→ **Task to complete**
Lines containing the word "Should" are the ones to copy from the records below.

Stored data entries:
= Beginning of Section =

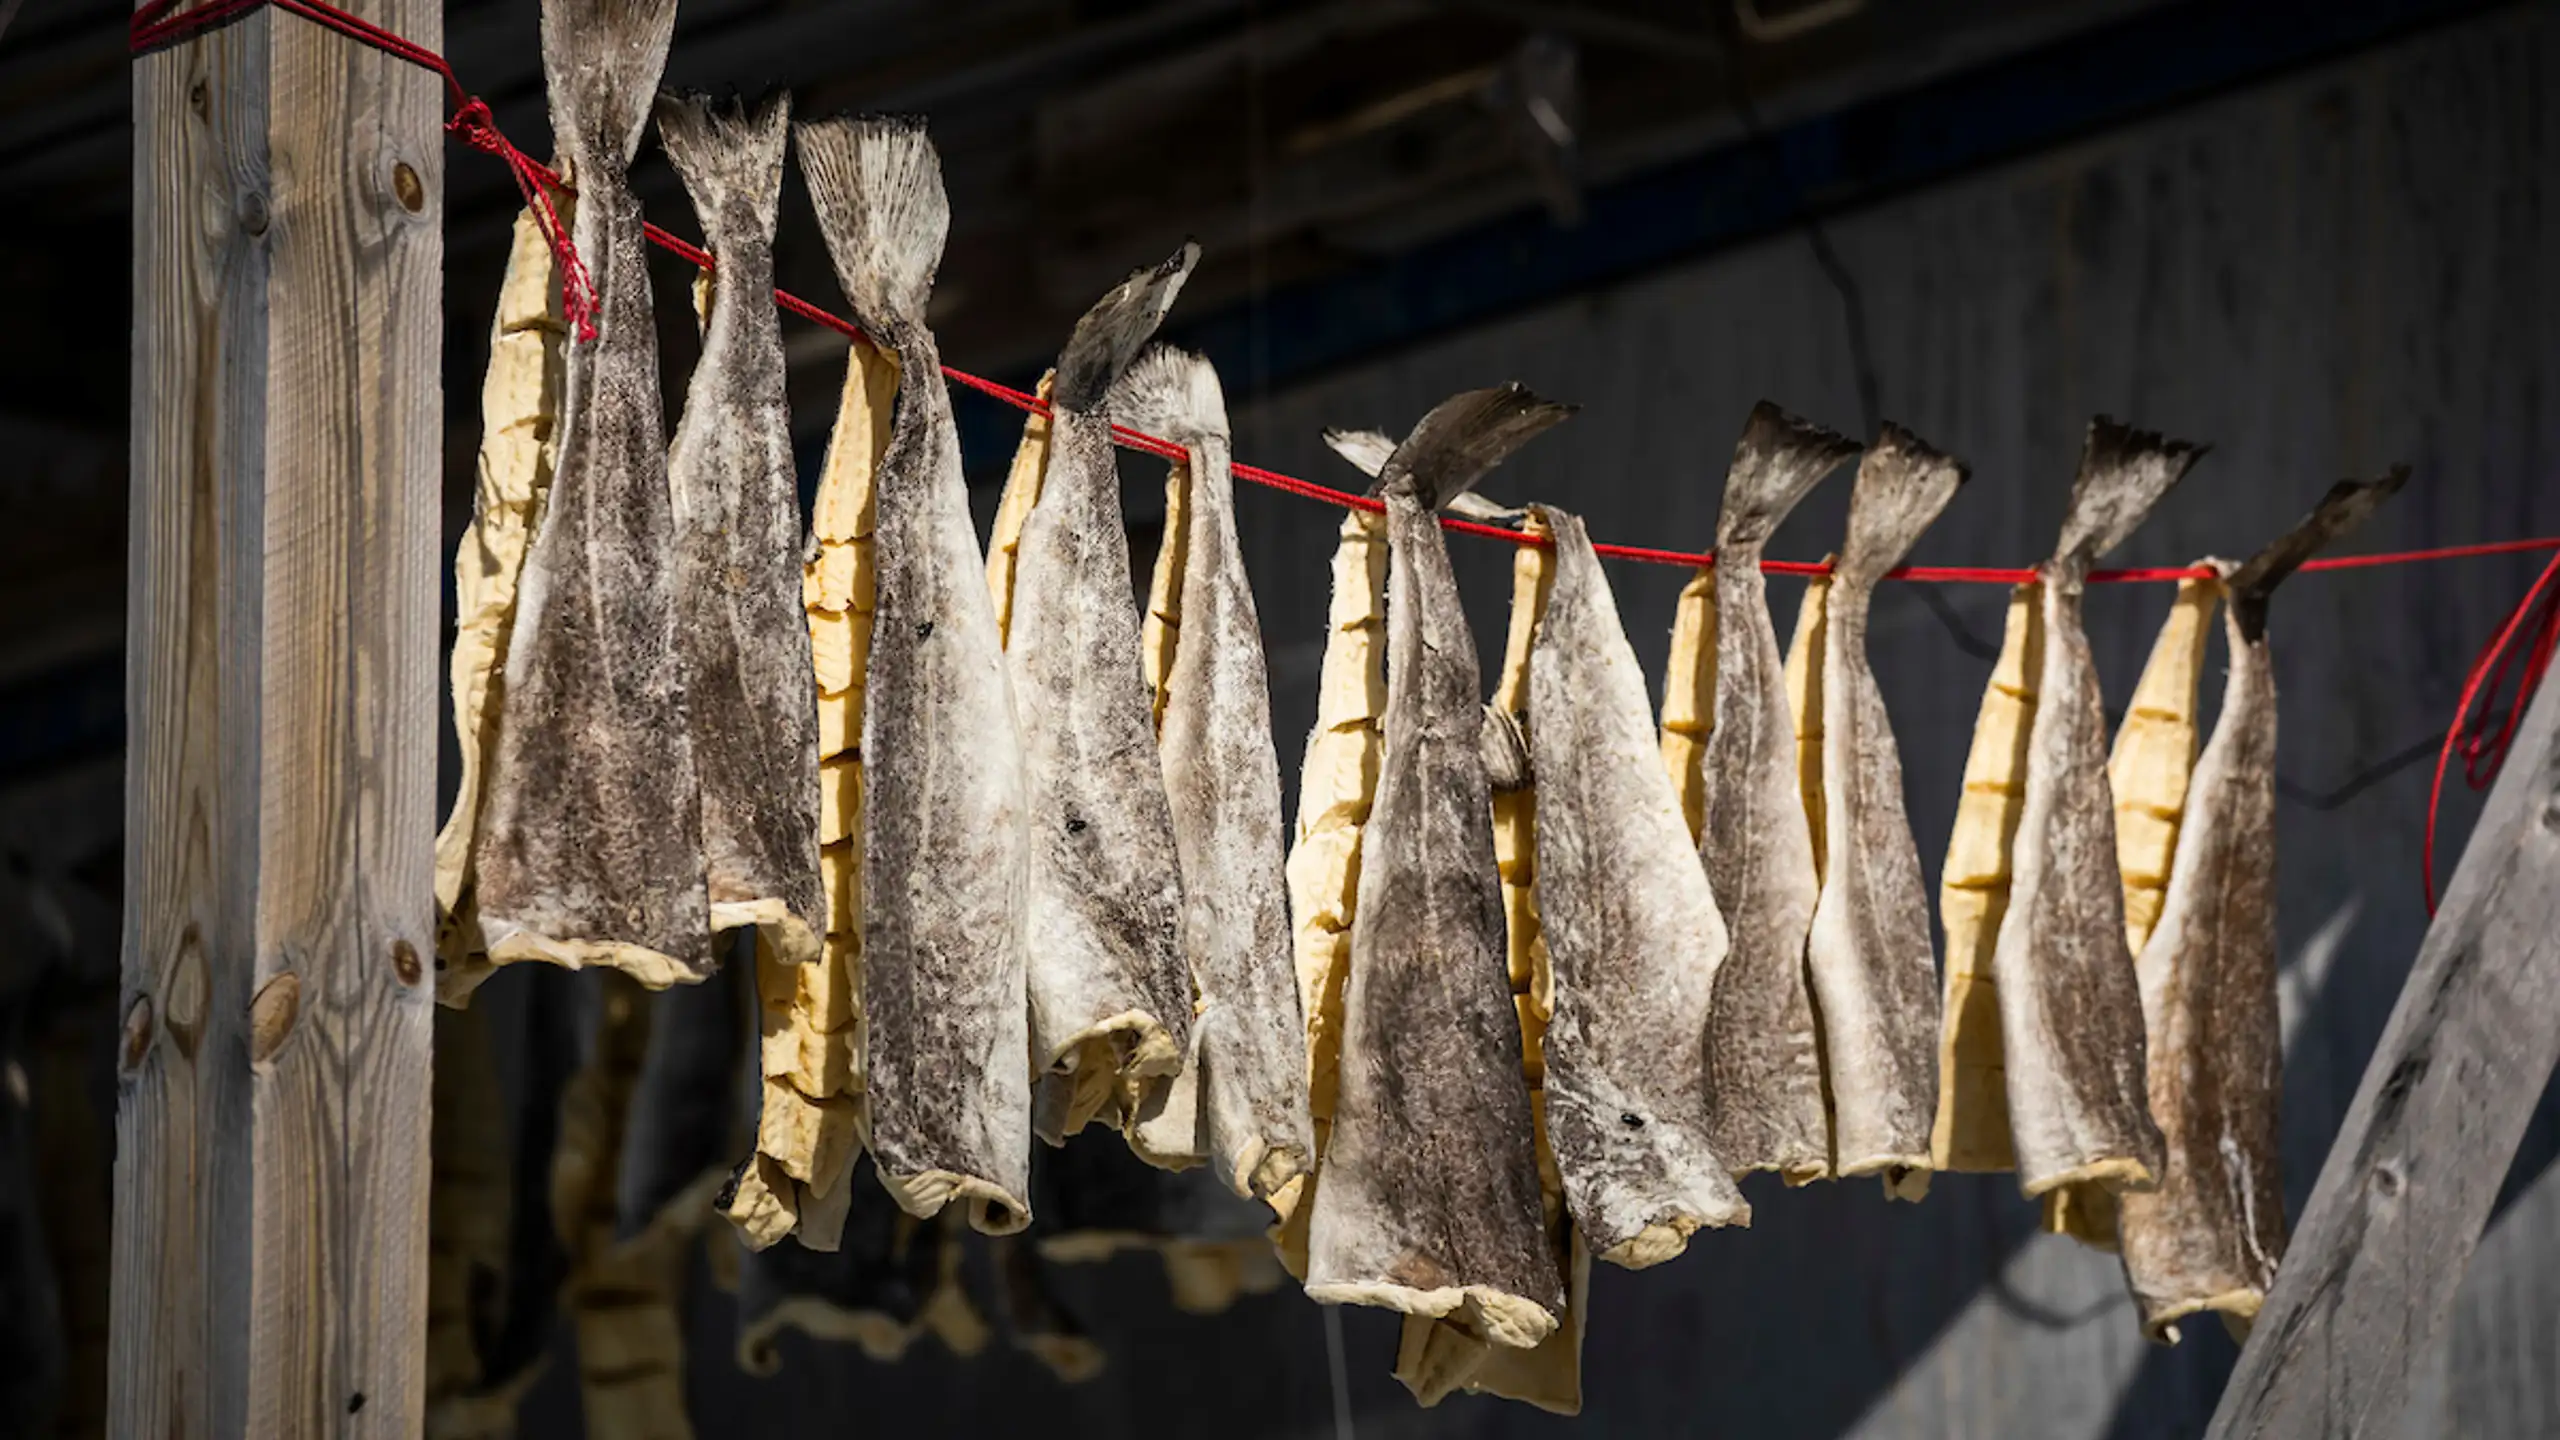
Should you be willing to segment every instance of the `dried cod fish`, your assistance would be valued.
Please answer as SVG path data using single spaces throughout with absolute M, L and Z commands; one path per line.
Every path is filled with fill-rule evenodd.
M 1191 1038 L 1183 866 L 1129 603 L 1111 387 L 1199 259 L 1186 245 L 1085 313 L 1058 357 L 1047 465 L 1014 557 L 1005 654 L 1031 807 L 1031 1056 L 1043 1083 L 1108 1076 L 1142 1101 Z M 1045 1107 L 1044 1107 L 1045 1108 Z M 1044 1125 L 1052 1143 L 1089 1108 Z
M 1816 482 L 1857 453 L 1763 401 L 1734 446 L 1716 521 L 1715 730 L 1699 851 L 1730 942 L 1706 1030 L 1708 1142 L 1735 1174 L 1830 1171 L 1804 946 L 1821 890 L 1760 555 Z
M 1049 403 L 1058 372 L 1041 372 L 1034 387 L 1040 403 Z M 1013 466 L 1005 472 L 1004 493 L 996 501 L 994 533 L 987 538 L 987 593 L 996 602 L 996 632 L 1013 643 L 1013 588 L 1021 574 L 1023 522 L 1040 500 L 1040 482 L 1049 470 L 1049 412 L 1034 410 L 1022 417 L 1022 439 L 1013 449 Z
M 997 1313 L 1013 1348 L 1038 1360 L 1069 1385 L 1081 1385 L 1101 1374 L 1108 1357 L 1049 1288 L 1039 1252 L 1017 1237 L 990 1240 L 987 1246 L 1002 1306 Z
M 2122 1198 L 2126 1278 L 2143 1329 L 2218 1311 L 2245 1328 L 2284 1254 L 2277 1147 L 2284 1052 L 2276 1005 L 2275 669 L 2267 598 L 2362 524 L 2405 469 L 2332 488 L 2308 519 L 2231 572 L 2231 676 L 2196 763 L 2160 923 L 2143 947 L 2151 1113 L 2166 1141 L 2159 1188 Z
M 1692 844 L 1707 824 L 1707 739 L 1715 728 L 1716 572 L 1702 565 L 1680 587 L 1662 680 L 1662 766 L 1680 792 Z
M 488 1007 L 439 1010 L 427 1191 L 426 1423 L 429 1440 L 504 1440 L 542 1373 L 500 1353 L 511 1284 L 515 1176 Z M 525 1277 L 530 1279 L 531 1277 Z M 538 1288 L 538 1287 L 532 1287 Z M 543 1297 L 548 1310 L 548 1297 Z M 546 1337 L 547 1338 L 547 1337 Z
M 1318 1302 L 1460 1312 L 1514 1347 L 1555 1329 L 1564 1286 L 1505 976 L 1475 646 L 1432 512 L 1570 413 L 1517 385 L 1470 391 L 1424 416 L 1381 475 L 1387 747 L 1308 1236 Z
M 2136 956 L 2160 919 L 2169 862 L 2177 854 L 2179 817 L 2196 764 L 2196 690 L 2204 675 L 2206 622 L 2221 595 L 2218 575 L 2178 582 L 2168 622 L 2152 642 L 2107 756 L 2107 789 L 2116 803 L 2116 870 L 2124 884 L 2125 949 Z M 2113 1252 L 2115 1192 L 2094 1183 L 2046 1191 L 2044 1228 Z
M 517 587 L 508 723 L 471 857 L 493 962 L 602 965 L 653 988 L 711 965 L 657 321 L 628 174 L 674 26 L 674 0 L 542 7 L 596 338 L 569 352 L 558 467 Z
M 1876 582 L 1955 498 L 1965 468 L 1888 424 L 1858 463 L 1849 534 L 1823 606 L 1822 897 L 1805 947 L 1831 1096 L 1831 1165 L 1929 1188 L 1938 1102 L 1938 962 L 1902 798 L 1902 756 L 1867 665 Z
M 1205 1156 L 1238 1195 L 1267 1198 L 1315 1157 L 1293 983 L 1280 762 L 1262 622 L 1236 531 L 1226 397 L 1207 360 L 1158 347 L 1122 383 L 1115 409 L 1181 445 L 1183 618 L 1162 691 L 1163 775 L 1182 863 L 1182 949 L 1198 996 L 1181 1083 Z M 1166 607 L 1173 608 L 1173 607 Z M 1167 626 L 1160 634 L 1171 634 Z M 1170 1108 L 1170 1107 L 1168 1107 Z M 1144 1116 L 1144 1109 L 1140 1111 Z M 1153 1142 L 1142 1147 L 1155 1148 Z
M 563 162 L 565 164 L 565 162 Z M 577 198 L 555 201 L 562 224 Z M 566 382 L 568 325 L 560 274 L 534 212 L 516 216 L 498 312 L 489 322 L 489 370 L 480 386 L 480 456 L 471 528 L 454 547 L 455 620 L 451 678 L 454 738 L 462 783 L 436 834 L 436 998 L 460 1005 L 497 972 L 480 935 L 471 847 L 505 709 L 507 645 L 516 590 L 550 493 L 557 436 L 553 422 Z M 462 1424 L 457 1420 L 454 1424 Z
M 2037 572 L 2044 671 L 1991 961 L 2018 1188 L 2029 1199 L 2082 1180 L 2143 1189 L 2160 1174 L 2160 1129 L 2143 1099 L 2142 997 L 2124 945 L 2106 709 L 2080 598 L 2090 566 L 2202 453 L 2091 421 L 2061 540 Z
M 714 930 L 762 927 L 787 964 L 818 958 L 818 707 L 800 606 L 800 482 L 773 306 L 773 232 L 791 97 L 749 111 L 670 94 L 658 139 L 719 268 L 702 360 L 667 451 L 676 643 L 702 779 Z
M 1822 563 L 1836 564 L 1839 558 L 1825 555 Z M 1830 612 L 1831 576 L 1806 576 L 1804 598 L 1796 606 L 1795 632 L 1787 637 L 1787 662 L 1778 672 L 1787 692 L 1787 714 L 1795 722 L 1796 792 L 1804 797 L 1805 835 L 1813 842 L 1817 885 L 1824 862 L 1831 858 L 1822 843 L 1822 656 L 1824 632 L 1829 628 L 1824 617 Z M 1819 905 L 1817 901 L 1816 908 Z
M 925 304 L 950 225 L 913 120 L 799 127 L 838 279 L 908 377 L 874 481 L 862 714 L 868 1141 L 901 1205 L 1030 1219 L 1024 989 L 1030 834 L 1020 730 Z
M 900 1210 L 868 1160 L 854 1162 L 843 1189 L 848 1204 L 834 1248 L 775 1245 L 740 1266 L 737 1353 L 748 1374 L 781 1368 L 785 1330 L 851 1344 L 882 1362 L 903 1357 L 924 1332 L 941 1274 L 936 1225 Z

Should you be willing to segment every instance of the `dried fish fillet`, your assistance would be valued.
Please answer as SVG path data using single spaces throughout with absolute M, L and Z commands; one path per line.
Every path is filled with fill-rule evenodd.
M 799 127 L 837 278 L 897 352 L 897 418 L 874 480 L 877 569 L 864 672 L 862 1016 L 867 1136 L 899 1204 L 958 1199 L 970 1223 L 1030 1219 L 1024 989 L 1030 835 L 1020 730 L 951 396 L 925 304 L 950 225 L 921 124 Z
M 1048 463 L 1023 521 L 1006 631 L 1032 815 L 1032 1067 L 1108 1076 L 1142 1102 L 1182 1066 L 1191 977 L 1183 867 L 1129 603 L 1111 387 L 1199 254 L 1186 245 L 1121 282 L 1058 357 Z M 1070 1112 L 1045 1138 L 1089 1118 Z
M 2148 1188 L 2160 1174 L 2160 1129 L 2144 1103 L 2142 997 L 2124 945 L 2106 709 L 2080 598 L 2090 566 L 2202 453 L 2103 416 L 2091 421 L 2061 540 L 2037 572 L 2044 671 L 1991 962 L 2018 1188 L 2029 1199 L 2080 1180 Z
M 2178 582 L 2168 623 L 2152 642 L 2107 756 L 2107 788 L 2116 802 L 2116 871 L 2124 882 L 2125 948 L 2136 956 L 2159 922 L 2169 862 L 2177 853 L 2178 821 L 2196 763 L 2196 689 L 2204 674 L 2207 622 L 2221 594 L 2219 577 Z M 2114 1251 L 2115 1192 L 2095 1184 L 2046 1191 L 2044 1228 L 2094 1250 Z
M 1474 642 L 1433 511 L 1571 413 L 1517 385 L 1423 417 L 1381 476 L 1386 756 L 1360 861 L 1307 1294 L 1537 1344 L 1564 1306 L 1505 974 Z
M 1823 563 L 1839 557 L 1826 555 Z M 1795 721 L 1796 790 L 1804 796 L 1805 834 L 1813 841 L 1813 878 L 1819 884 L 1831 857 L 1822 842 L 1822 655 L 1831 610 L 1831 576 L 1810 575 L 1804 599 L 1796 606 L 1795 633 L 1787 637 L 1787 661 L 1779 673 L 1786 679 L 1787 714 Z
M 1734 446 L 1716 522 L 1715 731 L 1699 852 L 1730 949 L 1707 1021 L 1707 1138 L 1735 1174 L 1775 1170 L 1790 1184 L 1830 1172 L 1804 963 L 1821 882 L 1760 555 L 1797 502 L 1857 451 L 1763 401 Z
M 1083 1323 L 1049 1288 L 1039 1252 L 1018 1239 L 987 1243 L 1003 1305 L 999 1313 L 1013 1347 L 1069 1385 L 1101 1374 L 1107 1362 L 1102 1346 L 1085 1333 Z
M 1837 1175 L 1929 1188 L 1938 1105 L 1938 960 L 1929 891 L 1902 796 L 1902 755 L 1867 665 L 1876 582 L 1955 498 L 1965 468 L 1888 424 L 1858 463 L 1849 534 L 1823 607 L 1822 898 L 1806 942 L 1822 1017 Z
M 2008 1062 L 2000 1045 L 2000 996 L 1991 974 L 2000 920 L 2009 908 L 2009 848 L 2027 796 L 2027 735 L 2044 675 L 2041 587 L 2009 594 L 2000 656 L 1983 687 L 1955 832 L 1938 879 L 1938 916 L 1947 963 L 1938 1038 L 1938 1114 L 1929 1168 L 1999 1172 L 2018 1168 L 2009 1139 Z
M 510 1305 L 527 1298 L 509 1284 L 512 1137 L 488 1007 L 438 1011 L 435 1030 L 444 1063 L 429 1142 L 426 1434 L 500 1440 L 515 1433 L 516 1402 L 541 1370 L 510 1369 L 497 1353 Z
M 818 958 L 826 902 L 800 481 L 773 306 L 790 120 L 787 92 L 752 112 L 703 95 L 658 102 L 659 141 L 719 263 L 705 277 L 702 360 L 667 451 L 711 926 L 759 926 L 783 961 L 801 964 Z
M 868 1161 L 842 1188 L 849 1203 L 832 1250 L 776 1245 L 740 1267 L 738 1365 L 750 1375 L 781 1368 L 784 1330 L 881 1362 L 904 1356 L 922 1331 L 941 1271 L 935 1227 L 899 1210 Z
M 2151 1113 L 2167 1166 L 2122 1197 L 2126 1278 L 2143 1329 L 2175 1342 L 2205 1311 L 2245 1326 L 2284 1254 L 2278 1149 L 2284 1053 L 2276 1004 L 2275 669 L 2267 599 L 2362 524 L 2408 472 L 2332 488 L 2308 519 L 2233 571 L 2231 677 L 2197 761 L 2167 903 L 2142 950 Z
M 628 173 L 674 26 L 674 0 L 542 7 L 596 338 L 569 352 L 558 467 L 507 647 L 517 723 L 499 727 L 471 856 L 492 961 L 602 965 L 651 987 L 711 964 L 657 321 Z
M 1680 792 L 1692 843 L 1706 829 L 1707 737 L 1715 728 L 1716 572 L 1701 566 L 1680 587 L 1662 681 L 1662 765 Z
M 1315 1158 L 1291 964 L 1280 762 L 1262 622 L 1236 530 L 1226 397 L 1207 360 L 1164 347 L 1116 410 L 1181 445 L 1168 521 L 1183 623 L 1163 690 L 1164 787 L 1182 862 L 1182 949 L 1198 998 L 1193 1145 L 1239 1195 L 1268 1197 Z
M 1042 372 L 1034 393 L 1049 403 L 1058 372 Z M 1013 587 L 1021 573 L 1023 522 L 1040 500 L 1040 482 L 1049 470 L 1049 412 L 1034 410 L 1022 417 L 1022 440 L 1013 449 L 1013 467 L 1005 472 L 1004 493 L 996 501 L 994 533 L 987 538 L 987 593 L 995 597 L 996 632 L 1013 641 Z
M 561 223 L 569 223 L 576 197 L 564 193 L 556 203 Z M 462 783 L 436 834 L 436 998 L 447 1005 L 462 1004 L 497 970 L 480 935 L 471 842 L 489 770 L 497 763 L 516 589 L 551 489 L 553 422 L 567 379 L 567 351 L 559 267 L 541 223 L 526 210 L 516 216 L 498 313 L 489 322 L 489 371 L 480 386 L 479 483 L 472 492 L 471 528 L 453 554 L 453 730 L 462 751 Z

= End of Section =

→ **Response area**
Should you be willing to segment every instance of the `dried cod fish`, your assistance would be valued.
Should you be willing to segment every instance of the `dried fish fillet`, your assistance would be valued.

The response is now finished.